Given request: In the blog post about the ideas factory below, what car were the writer and the writer's dad riding in along the Fen road?

--- begin Source extract ---

Tag Archives: ideas

The Ideas Factory

 

After a good night, much of which was passed actually asleep, I find that ideas are starting to fire up. It is, as I think I said a few posts ago, a case of the more ideas you have, the more you get. They aren’t always sensible, practical or even sane, but they are all ideas. I initially wanted to call my first idea Tommy II, a rock opera set in the Scottish Borders. However, there may be a conflict with the (currently) better known Who effort of the same name.

I then went for Recycled! as it would fit well with current Disney offerings and anything that increases the takings would be welcome. I’m in it for the cash rather than the artistry and the storytelling.

Barbie led to a worldwide shortage of pink paint, well Recycled! is going to do the same for tweed. Originally I thought of a finale which relied on friction between Gore-Tex fabric causing sparks (an idea which came from a trip my dad and I had in our winter bird-watching jackets along an undulating Fen road in a Morris Ital.  The Ital was famous for many things but interior space wasn’t one of them (or build quality, style or reliability, to be honest). We spent several miles with out sleeves audibly rubbing, and the image has stuck for almost 40 years.  I think that at the time I was about 30 and my dad about 58. I am significantly older now than he was then. There must be something about memory I can write, but it’s not quite clear at the moment.

 

Anyway, the finale with the fiery finish has been rewritten, as I can’t see tweed exploding into flames. It could, on the other hand, produce a comfortably nostalgic feeling that persists as millions of Hen Harriers descend on Scotland, after a long journey from a distant galaxy, and demand to see our Leader, who turns out to be the wife of our cycling hero. The final scene sees her being thanked for her efforts to establish the Hen Harrier Bridgehead while the fizzing of lasers and shouts of landowners in the distance indicate that the Hen Harriers are righting centuries of human wrongdoing . . .

It started as an original idea, though it does seem to have taken on definite qualities of Batteries Not Included as we get to the finale. That’s how ideas work.

However, my second main idea of the morning – Imaginerobics – may have more chance of success. You sit in your chair, you watch TV, you imagine yourself going down the luge track at Cortina, you feel the camber in the corners and the rattle of the rutted ice, and at the bottom you have had quite a workout. Same for the Curling and a variety of other sports. It sounds quite active. And when it’s over, you reach for the cup of tea and biscuits placed conveniently next to your elbow.

--- end Source extract ---
--- begin Listing ---

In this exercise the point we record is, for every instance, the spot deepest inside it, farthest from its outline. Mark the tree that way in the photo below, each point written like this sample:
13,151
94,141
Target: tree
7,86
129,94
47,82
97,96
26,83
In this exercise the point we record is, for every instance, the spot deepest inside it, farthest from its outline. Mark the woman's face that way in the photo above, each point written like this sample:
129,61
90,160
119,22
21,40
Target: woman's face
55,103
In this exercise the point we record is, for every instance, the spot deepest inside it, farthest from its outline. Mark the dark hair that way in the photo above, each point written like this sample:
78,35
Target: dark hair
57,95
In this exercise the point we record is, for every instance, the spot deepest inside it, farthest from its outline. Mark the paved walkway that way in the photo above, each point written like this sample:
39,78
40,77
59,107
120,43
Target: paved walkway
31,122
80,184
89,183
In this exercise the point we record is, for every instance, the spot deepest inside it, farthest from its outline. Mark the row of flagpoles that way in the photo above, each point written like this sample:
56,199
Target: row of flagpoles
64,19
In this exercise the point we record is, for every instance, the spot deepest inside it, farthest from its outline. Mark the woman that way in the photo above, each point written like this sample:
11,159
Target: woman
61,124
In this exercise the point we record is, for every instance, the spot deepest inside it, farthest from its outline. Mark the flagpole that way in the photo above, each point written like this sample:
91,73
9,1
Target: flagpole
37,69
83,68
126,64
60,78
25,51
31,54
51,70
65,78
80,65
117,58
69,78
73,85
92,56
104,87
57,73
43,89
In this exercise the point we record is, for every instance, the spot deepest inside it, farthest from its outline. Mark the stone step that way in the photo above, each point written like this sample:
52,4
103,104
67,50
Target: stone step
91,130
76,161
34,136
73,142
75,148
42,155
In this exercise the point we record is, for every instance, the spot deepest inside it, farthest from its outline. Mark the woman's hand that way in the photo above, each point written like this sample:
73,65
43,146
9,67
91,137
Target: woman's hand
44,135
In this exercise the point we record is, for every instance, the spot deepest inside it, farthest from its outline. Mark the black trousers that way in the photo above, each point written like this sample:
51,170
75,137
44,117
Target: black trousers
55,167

--- end Listing ---

Solution below: A Morris Ital.